AIM -
Report, copied in full, each line of the records that contains the word "handle".

Photo labels with boxes
================

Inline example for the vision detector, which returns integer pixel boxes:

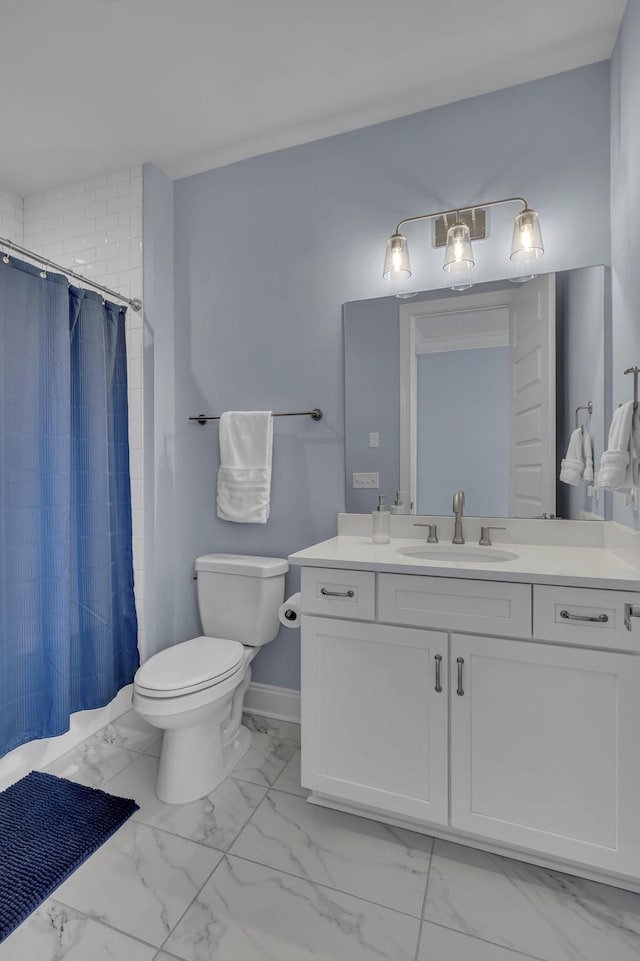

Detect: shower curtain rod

[0,237,142,312]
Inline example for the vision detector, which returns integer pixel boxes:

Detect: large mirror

[344,267,611,519]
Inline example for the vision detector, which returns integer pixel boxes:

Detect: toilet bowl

[133,554,288,804]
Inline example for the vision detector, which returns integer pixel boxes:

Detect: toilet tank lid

[196,554,289,577]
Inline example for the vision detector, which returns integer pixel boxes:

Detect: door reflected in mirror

[344,267,611,519]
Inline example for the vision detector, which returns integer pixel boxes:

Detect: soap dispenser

[371,494,391,544]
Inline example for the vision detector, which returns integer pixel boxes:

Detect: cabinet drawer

[378,574,531,637]
[301,567,376,621]
[533,586,640,654]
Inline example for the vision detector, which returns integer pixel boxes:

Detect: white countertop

[289,534,640,591]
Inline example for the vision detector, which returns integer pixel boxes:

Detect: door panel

[302,615,448,824]
[451,635,640,873]
[509,274,556,517]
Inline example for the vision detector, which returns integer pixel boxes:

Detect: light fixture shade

[511,207,544,261]
[382,234,411,280]
[443,222,475,274]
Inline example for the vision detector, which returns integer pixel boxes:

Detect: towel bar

[189,407,324,425]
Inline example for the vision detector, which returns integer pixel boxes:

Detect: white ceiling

[0,0,625,195]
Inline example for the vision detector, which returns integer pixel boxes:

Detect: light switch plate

[351,472,380,490]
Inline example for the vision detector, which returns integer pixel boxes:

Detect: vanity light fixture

[382,197,544,282]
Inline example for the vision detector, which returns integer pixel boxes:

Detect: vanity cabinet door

[302,615,448,824]
[451,634,640,877]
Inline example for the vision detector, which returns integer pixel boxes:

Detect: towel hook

[625,367,640,410]
[576,400,593,430]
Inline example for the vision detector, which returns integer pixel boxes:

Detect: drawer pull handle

[435,654,442,694]
[624,604,640,631]
[560,611,609,624]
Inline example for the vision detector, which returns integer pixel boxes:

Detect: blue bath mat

[0,771,138,941]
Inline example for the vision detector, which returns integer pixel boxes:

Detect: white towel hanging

[217,410,273,524]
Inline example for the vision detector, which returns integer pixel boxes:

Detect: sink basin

[398,544,518,564]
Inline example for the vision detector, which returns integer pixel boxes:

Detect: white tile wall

[23,167,144,650]
[0,187,24,246]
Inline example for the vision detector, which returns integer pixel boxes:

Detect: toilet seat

[133,636,244,698]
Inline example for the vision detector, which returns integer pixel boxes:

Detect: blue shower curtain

[0,258,139,755]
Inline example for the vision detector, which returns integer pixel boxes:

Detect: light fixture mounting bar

[433,207,487,247]
[396,197,529,234]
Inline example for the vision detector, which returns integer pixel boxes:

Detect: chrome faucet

[452,491,464,544]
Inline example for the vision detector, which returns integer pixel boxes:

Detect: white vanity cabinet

[302,616,449,824]
[450,634,640,875]
[302,567,640,890]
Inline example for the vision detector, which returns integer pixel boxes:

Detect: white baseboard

[0,684,133,790]
[244,684,300,724]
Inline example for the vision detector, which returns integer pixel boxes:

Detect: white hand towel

[217,410,273,524]
[598,401,640,491]
[560,427,593,487]
[582,427,593,484]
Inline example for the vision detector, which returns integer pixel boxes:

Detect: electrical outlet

[352,473,380,490]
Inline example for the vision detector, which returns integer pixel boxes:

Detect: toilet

[133,554,289,804]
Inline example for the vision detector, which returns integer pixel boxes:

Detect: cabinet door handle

[434,654,442,694]
[624,604,640,631]
[560,611,609,624]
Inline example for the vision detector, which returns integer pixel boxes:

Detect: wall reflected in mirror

[344,266,611,519]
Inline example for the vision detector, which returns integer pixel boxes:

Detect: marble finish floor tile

[0,900,156,961]
[231,714,300,787]
[164,856,419,961]
[242,713,300,746]
[56,821,222,948]
[273,750,309,797]
[417,921,531,961]
[231,790,433,917]
[45,735,139,788]
[425,841,640,961]
[93,710,161,752]
[107,754,267,851]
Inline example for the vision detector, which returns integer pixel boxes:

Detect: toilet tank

[195,554,289,647]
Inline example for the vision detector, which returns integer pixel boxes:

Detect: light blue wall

[155,63,609,687]
[417,347,509,517]
[138,164,176,657]
[611,0,640,530]
[344,297,401,513]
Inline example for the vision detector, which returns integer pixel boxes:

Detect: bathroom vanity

[289,515,640,890]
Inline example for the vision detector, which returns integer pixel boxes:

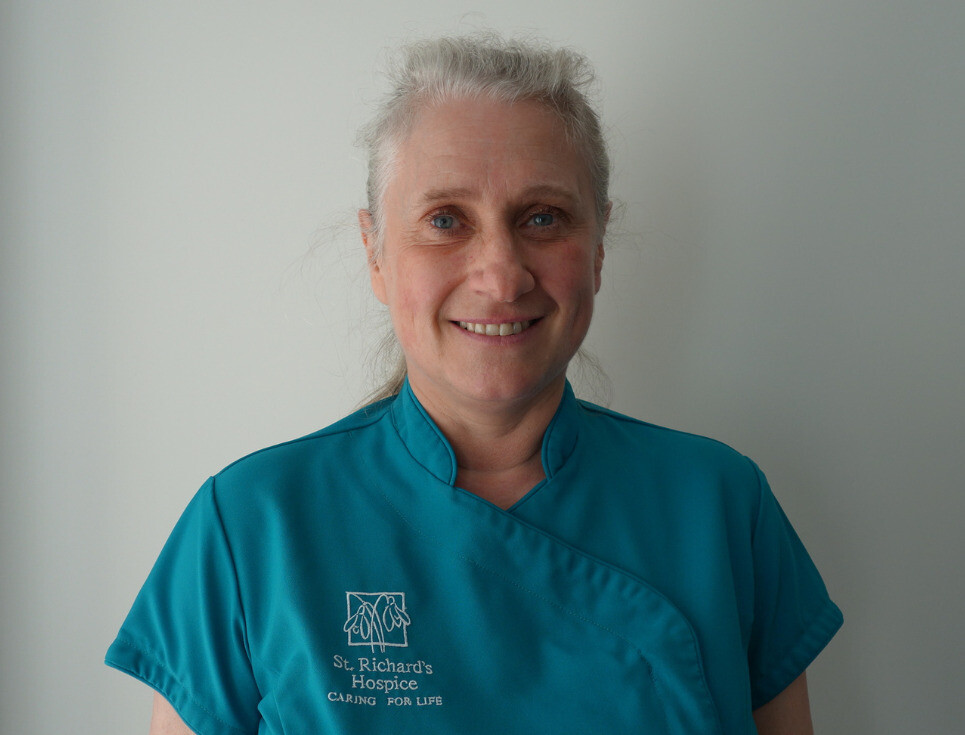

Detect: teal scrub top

[106,384,842,735]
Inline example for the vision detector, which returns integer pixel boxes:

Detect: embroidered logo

[342,592,409,653]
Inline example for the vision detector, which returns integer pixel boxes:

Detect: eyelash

[426,207,566,235]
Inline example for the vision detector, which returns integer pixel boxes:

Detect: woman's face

[362,99,603,414]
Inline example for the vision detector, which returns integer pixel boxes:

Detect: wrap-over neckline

[389,378,581,494]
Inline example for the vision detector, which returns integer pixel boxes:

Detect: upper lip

[449,316,539,324]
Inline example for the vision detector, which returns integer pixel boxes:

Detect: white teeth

[459,322,533,337]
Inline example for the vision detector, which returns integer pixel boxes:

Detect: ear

[593,202,613,293]
[359,209,387,304]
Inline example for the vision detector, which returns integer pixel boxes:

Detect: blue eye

[430,214,456,230]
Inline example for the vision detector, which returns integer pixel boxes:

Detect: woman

[107,37,841,735]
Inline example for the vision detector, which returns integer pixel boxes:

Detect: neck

[410,378,565,508]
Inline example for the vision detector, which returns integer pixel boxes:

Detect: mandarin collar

[389,378,581,485]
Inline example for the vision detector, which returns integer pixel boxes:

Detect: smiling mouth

[456,321,533,337]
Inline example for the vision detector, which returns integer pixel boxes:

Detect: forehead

[386,98,592,206]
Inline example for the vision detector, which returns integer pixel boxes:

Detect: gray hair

[358,33,610,404]
[359,33,610,252]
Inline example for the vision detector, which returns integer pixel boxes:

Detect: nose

[472,229,536,303]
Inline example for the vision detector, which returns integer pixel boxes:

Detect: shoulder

[579,401,758,484]
[211,399,392,508]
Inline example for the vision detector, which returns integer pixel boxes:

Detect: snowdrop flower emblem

[342,592,411,653]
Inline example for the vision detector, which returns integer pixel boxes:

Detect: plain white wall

[0,0,965,735]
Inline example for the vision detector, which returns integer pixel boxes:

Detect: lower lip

[449,318,543,345]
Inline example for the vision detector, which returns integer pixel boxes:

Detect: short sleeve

[105,479,261,735]
[748,467,843,709]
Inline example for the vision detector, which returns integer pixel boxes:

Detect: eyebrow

[418,183,579,205]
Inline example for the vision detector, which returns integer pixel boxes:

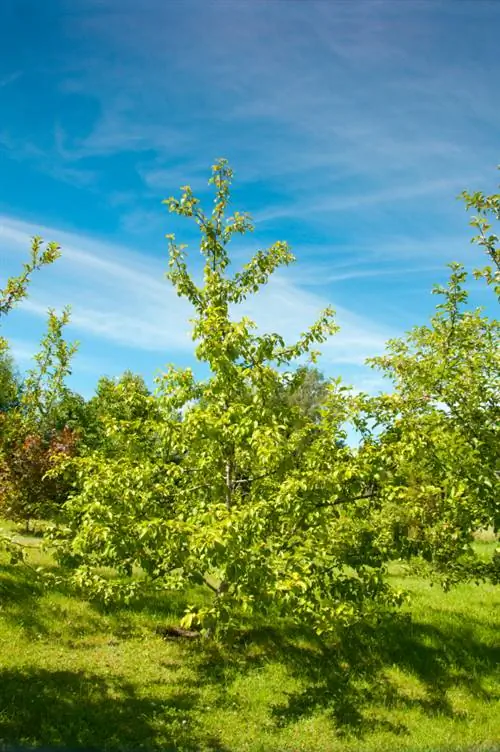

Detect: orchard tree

[0,236,60,558]
[360,263,500,582]
[461,167,500,300]
[0,309,78,530]
[56,160,399,633]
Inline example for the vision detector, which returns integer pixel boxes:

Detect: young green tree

[364,263,500,581]
[461,167,500,300]
[52,160,398,632]
[0,309,78,529]
[0,236,60,558]
[0,346,21,413]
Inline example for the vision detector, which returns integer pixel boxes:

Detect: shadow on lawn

[192,615,500,736]
[0,669,226,752]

================

THE OUTPUT -
Detect: drawer pull handle
Detect: cabinet door handle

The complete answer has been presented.